▶ _Source extract_:

Many astronauts experience visual impairment following long-term exposure to microgravity. One of the hypothesized mechanisms that leads to these ocular changes is remodeling of the optic nerve sheath due to increased intracranial pressures from exposure to microgravity. 1-carbon metabolites have been shown to be elevated in astronauts with VIIP and have been linked to pathological cardiovascular remodeling. The goal of this study is to develop an in vitro system to culture the optic nerve sheath under increased intracranial pressures and carbon-1 metabolites and monitor the cellular remodeling responses to these conditions. The results will give us a better understanding of the mechanisms involved in this condition and help identify possible interventions to prevent future visual decline in astronauts.
Overview
Effects of Intracranial Pressure And 1-Carbon Metabolites on The Optic Nerve Sheath in VIIP Syndrome (First Award Fellowship)
Principal Investigator:
Julia Raykin, Ph.D.
Organization:
Georgia Tech Research Corporation
Technical Summary
Visual Impairment and Intracranial Pressure (VIIP) Syndrome is a loss in visual function that occurs in some astronauts following long-duration spaceflight. While the exact pathology of VIIP is not yet known, it is hypothesized that increases in intracranial pressure (ICP) drive optic nerve sheath (ONS) remodeling. Remodeling of the ONS can lead to changes in the normal function of the optic nerve which may in turn reduce visual acuity. In addition, recent evidence suggests that the development of VIIP is correlated with inter-individual variations in the 1-carbon metabolic pathway. These correlations are particularly intriguing because 1-carbon metabolism - and specifically buildup of the metabolite homocysteine - has been linked to pathologic vascular tissue remodeling, suggesting that variations in the 1-carbon pathway may have predisposed astronauts to the VIIP-promoting effects of increased ICP.
The primary objective of this work is to identify the anatomical changes that occur in the ONS in response to altered mechanical loading environments. In addition, this study aims to understand the role of 1-carbon metabolites in these adaptations. The central hypothesis of this work is that the cells of the ONS will remodel the extracellular matrix (ECM) in response to increased pressures and 1-carbon metabolites. In blood vessels, perturbations of stresses from their homeostatic values lead to cellular remodeling of the ECM. For example, in response to sustained increases in pressure, vascular cells synthesize ECM to thicken the vessel and reduce the local stresses on the cells. Therefore, it is hypothesized herein that the cells of the ONS respond similarly in response to increases in ICP.

▶ _Given records_:
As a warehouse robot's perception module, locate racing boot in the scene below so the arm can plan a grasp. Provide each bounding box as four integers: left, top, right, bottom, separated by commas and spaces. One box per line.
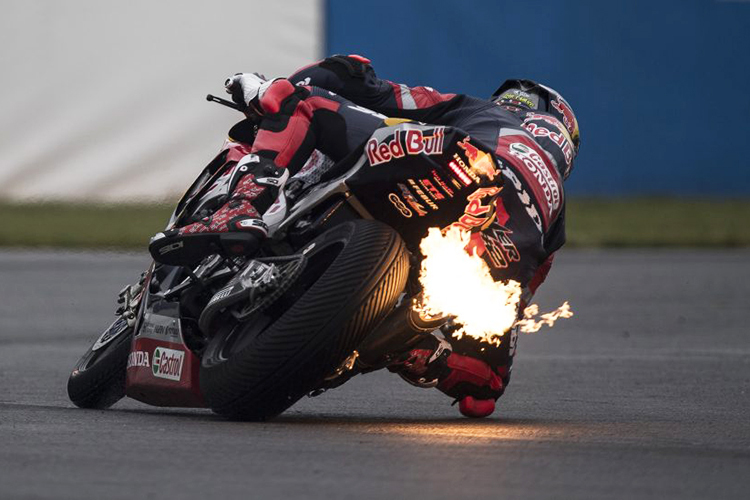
388, 335, 504, 418
148, 154, 289, 266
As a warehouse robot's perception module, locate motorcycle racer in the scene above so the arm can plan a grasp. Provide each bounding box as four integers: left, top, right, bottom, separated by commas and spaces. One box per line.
149, 56, 579, 417
290, 55, 580, 417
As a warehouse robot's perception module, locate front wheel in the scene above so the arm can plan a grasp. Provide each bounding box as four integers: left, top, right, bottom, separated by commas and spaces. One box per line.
200, 220, 409, 420
68, 318, 133, 409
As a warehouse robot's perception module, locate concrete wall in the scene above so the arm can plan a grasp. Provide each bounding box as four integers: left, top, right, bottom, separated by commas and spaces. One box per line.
0, 0, 322, 201
326, 0, 750, 196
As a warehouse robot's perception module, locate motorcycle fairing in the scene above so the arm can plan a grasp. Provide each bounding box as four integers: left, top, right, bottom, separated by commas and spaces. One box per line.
125, 294, 206, 408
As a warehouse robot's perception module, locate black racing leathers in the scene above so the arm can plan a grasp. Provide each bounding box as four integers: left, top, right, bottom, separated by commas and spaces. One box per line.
289, 56, 574, 384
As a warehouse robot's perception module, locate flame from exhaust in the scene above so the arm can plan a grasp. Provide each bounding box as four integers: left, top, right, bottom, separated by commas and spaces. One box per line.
516, 300, 573, 333
418, 227, 521, 345
415, 227, 573, 345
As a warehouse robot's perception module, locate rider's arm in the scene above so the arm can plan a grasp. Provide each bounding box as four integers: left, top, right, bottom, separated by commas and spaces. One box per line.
289, 55, 465, 124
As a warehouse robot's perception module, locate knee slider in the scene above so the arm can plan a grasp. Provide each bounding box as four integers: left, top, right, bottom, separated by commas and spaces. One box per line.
323, 54, 370, 78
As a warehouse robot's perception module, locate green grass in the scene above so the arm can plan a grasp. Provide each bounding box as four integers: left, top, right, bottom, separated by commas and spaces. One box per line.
0, 198, 750, 249
0, 203, 173, 249
566, 198, 750, 247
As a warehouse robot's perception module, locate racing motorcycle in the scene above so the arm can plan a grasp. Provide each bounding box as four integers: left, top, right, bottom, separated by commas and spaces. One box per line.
68, 95, 496, 420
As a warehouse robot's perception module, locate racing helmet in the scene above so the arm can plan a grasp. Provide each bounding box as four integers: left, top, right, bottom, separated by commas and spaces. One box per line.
490, 80, 581, 160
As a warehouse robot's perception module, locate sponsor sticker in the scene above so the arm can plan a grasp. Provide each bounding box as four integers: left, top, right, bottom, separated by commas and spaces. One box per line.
430, 170, 461, 198
388, 193, 414, 219
419, 179, 445, 201
151, 347, 185, 382
508, 142, 562, 219
451, 187, 502, 230
550, 97, 578, 140
523, 121, 573, 167
365, 127, 445, 166
396, 182, 427, 217
408, 179, 438, 210
127, 351, 151, 368
456, 135, 497, 181
500, 162, 544, 233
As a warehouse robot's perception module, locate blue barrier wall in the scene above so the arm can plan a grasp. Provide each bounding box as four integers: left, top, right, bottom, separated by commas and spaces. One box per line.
326, 0, 750, 196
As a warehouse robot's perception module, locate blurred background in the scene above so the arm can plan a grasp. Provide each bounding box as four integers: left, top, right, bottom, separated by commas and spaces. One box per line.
0, 0, 750, 248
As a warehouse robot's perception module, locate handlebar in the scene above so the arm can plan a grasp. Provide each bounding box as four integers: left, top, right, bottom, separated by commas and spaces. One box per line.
206, 94, 242, 112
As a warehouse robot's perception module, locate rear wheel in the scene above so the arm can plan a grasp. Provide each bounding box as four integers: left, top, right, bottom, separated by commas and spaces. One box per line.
200, 221, 409, 420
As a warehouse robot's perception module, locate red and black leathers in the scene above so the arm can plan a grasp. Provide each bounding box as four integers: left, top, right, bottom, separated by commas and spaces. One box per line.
290, 56, 575, 416
149, 79, 385, 265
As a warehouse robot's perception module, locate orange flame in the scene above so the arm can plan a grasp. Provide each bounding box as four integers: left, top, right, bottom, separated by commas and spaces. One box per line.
516, 300, 573, 333
415, 226, 573, 345
418, 227, 521, 344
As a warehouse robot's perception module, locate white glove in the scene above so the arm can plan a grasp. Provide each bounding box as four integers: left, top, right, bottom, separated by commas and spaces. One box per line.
224, 73, 273, 110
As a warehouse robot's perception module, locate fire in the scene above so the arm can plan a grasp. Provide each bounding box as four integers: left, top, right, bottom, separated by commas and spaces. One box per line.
419, 227, 521, 345
516, 300, 573, 333
416, 226, 573, 345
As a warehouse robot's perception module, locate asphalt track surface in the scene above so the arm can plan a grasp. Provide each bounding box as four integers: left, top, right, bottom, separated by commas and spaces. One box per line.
0, 250, 750, 500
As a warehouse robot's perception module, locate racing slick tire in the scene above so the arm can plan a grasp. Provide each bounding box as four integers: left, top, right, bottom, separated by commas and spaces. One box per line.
68, 318, 133, 409
200, 220, 409, 420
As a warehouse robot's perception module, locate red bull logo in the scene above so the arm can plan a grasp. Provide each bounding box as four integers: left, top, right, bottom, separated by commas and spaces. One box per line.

▶ _Set of tasks_:
A. According to the project summary, buildup of which metabolite has been linked to pathologic vascular tissue remodeling?
B. State whether each statement agrees with the project summary, answering yes or no and quoting the words of the summary that decide it: (i) The organization listed for the principal investigator is Georgia Tech Research Corporation. (ii) The exact pathology of VIIP has been established. (iii) In response to sustained increases in pressure, vascular cells break down ECM to thin the vessel.

▶ _Task results_:
A. Homocysteine.

B.
(i) Yes: "Organization: Georgia Tech Research Corporation"
(ii) No: "While the exact pathology of VIIP is not yet known"
(iii) No: "vascular cells synthesize ECM to thicken the vessel and reduce the local stresses on the cells"